DATA FOR THIS EXERCISE:
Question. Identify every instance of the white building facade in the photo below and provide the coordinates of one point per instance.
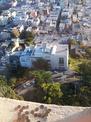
(56, 55)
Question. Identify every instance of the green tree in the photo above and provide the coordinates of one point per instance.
(6, 90)
(41, 77)
(52, 93)
(70, 43)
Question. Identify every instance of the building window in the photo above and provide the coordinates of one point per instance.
(61, 61)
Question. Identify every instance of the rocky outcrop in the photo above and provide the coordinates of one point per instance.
(22, 111)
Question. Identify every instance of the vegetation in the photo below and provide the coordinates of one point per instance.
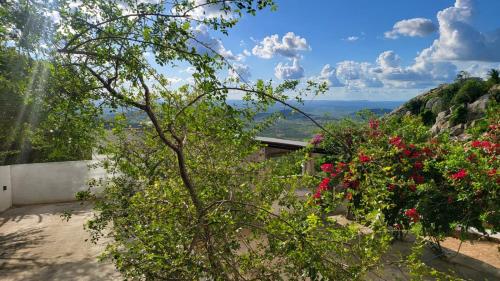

EXERCISE INSTRUCTIONS:
A word-for-word copy of the lines from the one with "Question. Identify every instance of the green" through the final line of the listing above is the whole answer, and it contains no pictures.

FINISHED TASK:
Question. Identify every instance of the green tree in the photo above and provide the coordinates of one point per instance.
(6, 90)
(41, 77)
(52, 93)
(70, 43)
Question. Identify every instance of the building window in the photo above and provide the coordinates of one point per instance.
(61, 61)
Question. Identify every instance of the rocky outcrop in the photo above and provide the coordinates of one point per instance.
(22, 111)
Question. Identify every instance of the vegetation in the photo below and provide the coordinates of one point per instance.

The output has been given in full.